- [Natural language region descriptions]
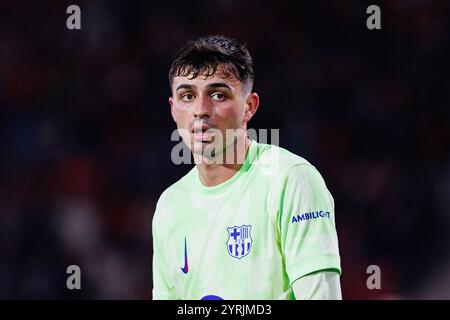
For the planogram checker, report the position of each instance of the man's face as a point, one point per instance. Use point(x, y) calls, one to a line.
point(205, 107)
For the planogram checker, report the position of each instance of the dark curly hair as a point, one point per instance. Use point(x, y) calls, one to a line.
point(205, 55)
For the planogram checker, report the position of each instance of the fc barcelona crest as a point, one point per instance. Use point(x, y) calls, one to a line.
point(239, 241)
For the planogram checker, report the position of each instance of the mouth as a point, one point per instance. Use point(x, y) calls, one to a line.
point(200, 133)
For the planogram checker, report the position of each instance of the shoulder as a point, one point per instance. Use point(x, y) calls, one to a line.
point(179, 188)
point(278, 162)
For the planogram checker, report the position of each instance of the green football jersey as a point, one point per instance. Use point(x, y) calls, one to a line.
point(248, 238)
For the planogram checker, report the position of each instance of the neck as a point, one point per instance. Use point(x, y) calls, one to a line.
point(217, 173)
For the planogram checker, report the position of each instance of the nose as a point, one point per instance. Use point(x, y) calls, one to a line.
point(202, 107)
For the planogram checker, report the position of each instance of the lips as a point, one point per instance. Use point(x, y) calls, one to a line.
point(200, 133)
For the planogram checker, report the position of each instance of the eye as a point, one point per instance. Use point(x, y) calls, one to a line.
point(219, 96)
point(187, 97)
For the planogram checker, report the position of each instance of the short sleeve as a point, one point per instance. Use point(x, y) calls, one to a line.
point(307, 223)
point(163, 289)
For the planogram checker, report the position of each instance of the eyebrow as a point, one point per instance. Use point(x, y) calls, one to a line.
point(211, 85)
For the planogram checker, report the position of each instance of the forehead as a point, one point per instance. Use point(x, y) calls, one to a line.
point(203, 80)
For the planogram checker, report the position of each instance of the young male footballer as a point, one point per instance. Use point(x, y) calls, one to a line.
point(250, 220)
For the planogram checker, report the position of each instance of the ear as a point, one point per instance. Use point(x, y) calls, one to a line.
point(172, 109)
point(251, 106)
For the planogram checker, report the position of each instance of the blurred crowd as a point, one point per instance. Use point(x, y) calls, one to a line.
point(85, 134)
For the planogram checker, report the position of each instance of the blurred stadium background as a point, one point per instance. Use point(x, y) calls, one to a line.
point(85, 134)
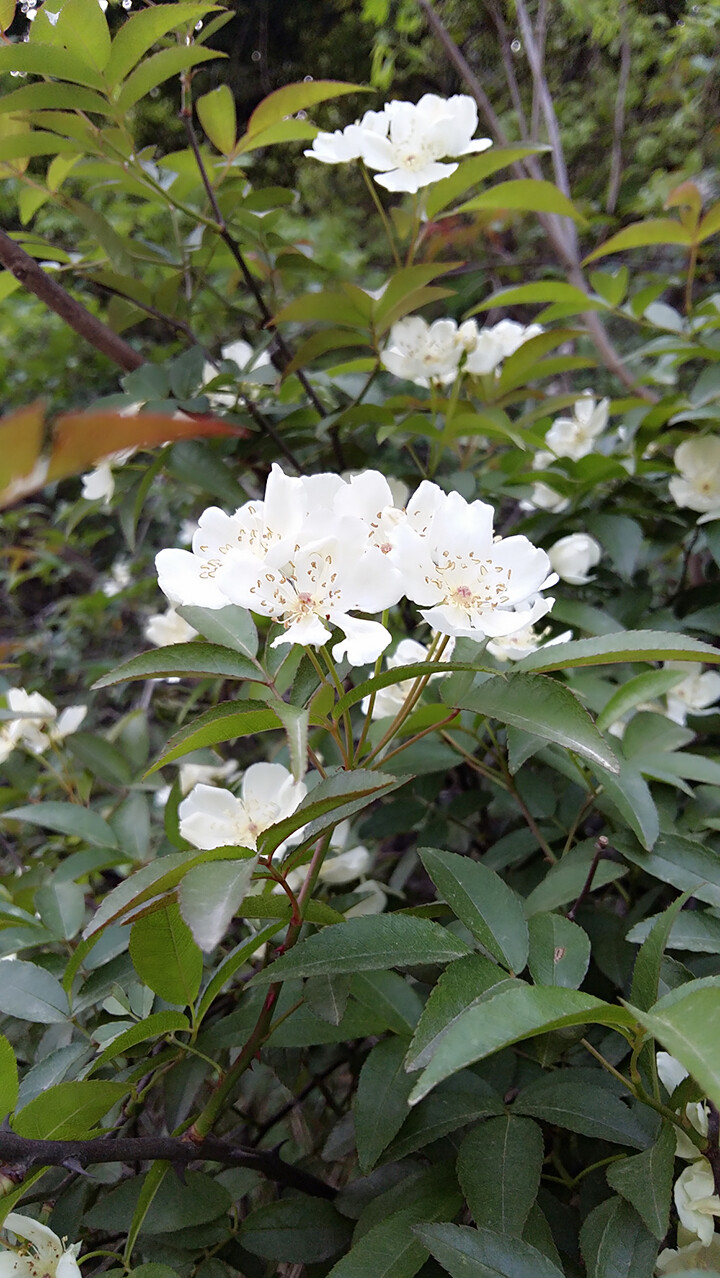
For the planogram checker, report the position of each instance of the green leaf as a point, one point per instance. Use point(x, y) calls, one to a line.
point(654, 230)
point(232, 626)
point(527, 194)
point(301, 1230)
point(211, 895)
point(65, 818)
point(513, 1016)
point(615, 1242)
point(469, 173)
point(642, 688)
point(576, 1100)
point(32, 994)
point(646, 1181)
point(453, 1104)
point(145, 28)
point(62, 908)
point(559, 951)
point(684, 863)
point(82, 28)
point(196, 660)
point(296, 97)
point(223, 722)
point(237, 957)
point(49, 60)
point(8, 1079)
point(159, 68)
point(688, 1029)
point(485, 1253)
point(544, 707)
point(499, 1166)
point(381, 1100)
point(155, 1025)
point(68, 1111)
point(626, 646)
point(165, 956)
point(631, 795)
point(649, 962)
point(484, 902)
point(463, 984)
point(216, 113)
point(368, 943)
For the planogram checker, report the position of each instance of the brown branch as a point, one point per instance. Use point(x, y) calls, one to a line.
point(26, 1153)
point(78, 317)
point(619, 118)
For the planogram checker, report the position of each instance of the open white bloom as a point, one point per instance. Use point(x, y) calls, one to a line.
point(698, 482)
point(695, 694)
point(696, 1200)
point(692, 1255)
point(496, 343)
point(423, 353)
point(45, 1258)
point(466, 582)
point(205, 773)
point(406, 141)
point(216, 818)
point(523, 643)
point(242, 354)
point(166, 628)
point(574, 436)
point(574, 556)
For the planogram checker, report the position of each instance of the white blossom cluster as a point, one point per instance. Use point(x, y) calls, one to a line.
point(406, 141)
point(697, 485)
point(434, 354)
point(696, 1198)
point(36, 723)
point(319, 550)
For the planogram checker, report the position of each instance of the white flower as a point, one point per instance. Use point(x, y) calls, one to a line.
point(242, 354)
point(166, 628)
point(389, 700)
point(205, 773)
point(423, 353)
point(466, 582)
point(695, 694)
point(374, 900)
point(118, 580)
point(496, 343)
point(216, 818)
point(692, 1255)
point(572, 557)
point(406, 141)
point(574, 436)
point(696, 1200)
point(698, 483)
point(45, 1258)
point(523, 643)
point(99, 485)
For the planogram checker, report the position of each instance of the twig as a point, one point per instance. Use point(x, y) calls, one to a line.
point(599, 850)
point(78, 317)
point(619, 118)
point(180, 1150)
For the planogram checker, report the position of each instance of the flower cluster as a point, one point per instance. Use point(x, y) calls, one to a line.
point(696, 1196)
point(316, 550)
point(434, 354)
point(37, 723)
point(406, 141)
point(698, 482)
point(46, 1256)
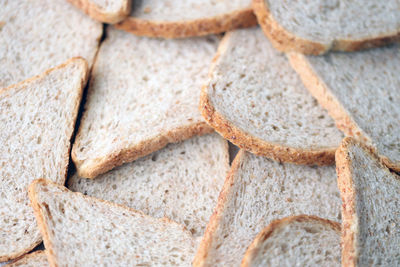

- [What to do] Output all of the data exactly. Skip the pictures.

- [Answer area]
For the planogram checker, report the position of each instance of the man's face as a point, one point per instance. Use point(x, y) calls, one to a line.
point(205, 107)
For the planogram checker, report the position of each instance of the dark curly hair as a point, one point per instance. Use point(x, y) calls, one to a line.
point(205, 55)
For the planogram checker, report the position of each instance of the fc barcelona crest as a point, one point per instance. Use point(x, y) calls, one to a line.
point(239, 241)
For the planogram checker, report the position of each instance of the mouth as a point, one point per instance. Use point(x, y) calls, one to a line.
point(200, 133)
For the planogram checker, report the position of each instance of the shoulder as a point, one point per instance. Use point(x, y) calls, one to a line.
point(179, 188)
point(278, 162)
For the planogram checker, report the position of each instance of the green football jersey as a point, one point per instance. Use point(x, y) calls, one to a line.
point(248, 238)
For the planogram checker, report the position of each instance of the neck as a point, one point per instance. Use point(x, y) calls, one to a line.
point(217, 173)
For the planogram checker, report the position of each instance of the nose as a point, one point per instance. Use point(x, y) calls, one to a line.
point(202, 107)
For the planogram checker, report the position of each instance of the lips as a point, one point per instance. Use point(x, y) calls, one to a line.
point(200, 133)
For the planogram checker, report the position of each instance of the eye as a point, one point per instance. Use point(x, y) calls, one to a line.
point(219, 96)
point(187, 97)
For the planogram checker, report the position of each instance of the short sleeve as a point, one point per instance. Use point(x, y) calls, one to a line.
point(307, 223)
point(163, 289)
For the planogram checker, report the position of each instance of the eyebrow as a point, one point per instance. Use point(x, y) calls, one to a line.
point(211, 85)
For the planogram checker, report the position of each instance of the forehead as a point, one point per instance. Use point(x, y) calls, one to a line.
point(203, 80)
For the planogram checker, report the position of each instance of the young male footballer as a point, one point per instance. Use point(x, y) calls, one to a line.
point(250, 220)
For the planogram checker, report the position of each instance of the ear as a point, one point per instance. Use point(x, y) calls, one to a line.
point(172, 109)
point(251, 106)
For the planogram checker, report the position of each instance of the blurred crowd as a point, one point per instance. Use point(x, y) calls, one to a line.
point(85, 134)
For the planogram checker, report the position of each instance of the blurred stadium background as a point, one point per instance. Use point(x, y) calls, one to a line.
point(85, 134)
For the planogram checker, report the position of each instance of the green leaf as a point, one point per instance. Use point(x, y) calls, one to a line.
point(654, 230)
point(232, 626)
point(527, 194)
point(301, 1230)
point(211, 895)
point(65, 818)
point(513, 1016)
point(615, 1242)
point(469, 173)
point(642, 688)
point(576, 1100)
point(32, 994)
point(646, 1181)
point(453, 1104)
point(145, 28)
point(62, 908)
point(559, 951)
point(684, 863)
point(82, 28)
point(196, 660)
point(296, 97)
point(223, 722)
point(237, 957)
point(49, 60)
point(8, 1079)
point(159, 68)
point(688, 1029)
point(485, 1253)
point(544, 707)
point(499, 1166)
point(381, 1100)
point(155, 1025)
point(68, 1111)
point(626, 646)
point(165, 956)
point(631, 795)
point(649, 962)
point(484, 902)
point(463, 984)
point(216, 113)
point(368, 943)
For the planogram checker, report the position of each instance of the brown branch as a point, one point per instance. Use point(x, y) calls, one to a line.
point(26, 1153)
point(78, 317)
point(619, 118)
For the planogram checker, report the position of each instance of the open white bloom as a point, one point per instance. Use point(x, y) calls, one to a line.
point(698, 482)
point(695, 694)
point(696, 1200)
point(692, 1255)
point(496, 343)
point(423, 353)
point(45, 1258)
point(466, 582)
point(205, 773)
point(406, 141)
point(216, 818)
point(523, 643)
point(242, 354)
point(166, 628)
point(574, 436)
point(574, 556)
For the planogram checker, report the position of each instance of the white blossom cluster as a point, one point per instance. Use point(x, y) calls, one to a line.
point(406, 141)
point(697, 485)
point(434, 354)
point(696, 1198)
point(36, 723)
point(319, 550)
For the planogram checker, report the position of each instance of the white flower as a point, one point per instance. Use point(x, y) calls, one to a line.
point(242, 354)
point(166, 628)
point(389, 700)
point(205, 773)
point(423, 353)
point(466, 582)
point(695, 694)
point(374, 900)
point(118, 580)
point(496, 343)
point(216, 818)
point(692, 1255)
point(572, 557)
point(406, 141)
point(574, 436)
point(696, 1200)
point(698, 483)
point(45, 1258)
point(523, 643)
point(99, 485)
For the planogram checker, report the position of each instance of the twig as a point, one point per instance. Use point(x, y) calls, one to a line.
point(599, 850)
point(78, 317)
point(619, 118)
point(180, 1150)
For the planogram checker, report the position of each instance of the flower cluster as a point, one point per instance. Use point(x, y) calls, one to a line.
point(696, 1196)
point(316, 550)
point(434, 354)
point(37, 723)
point(406, 141)
point(698, 482)
point(46, 1256)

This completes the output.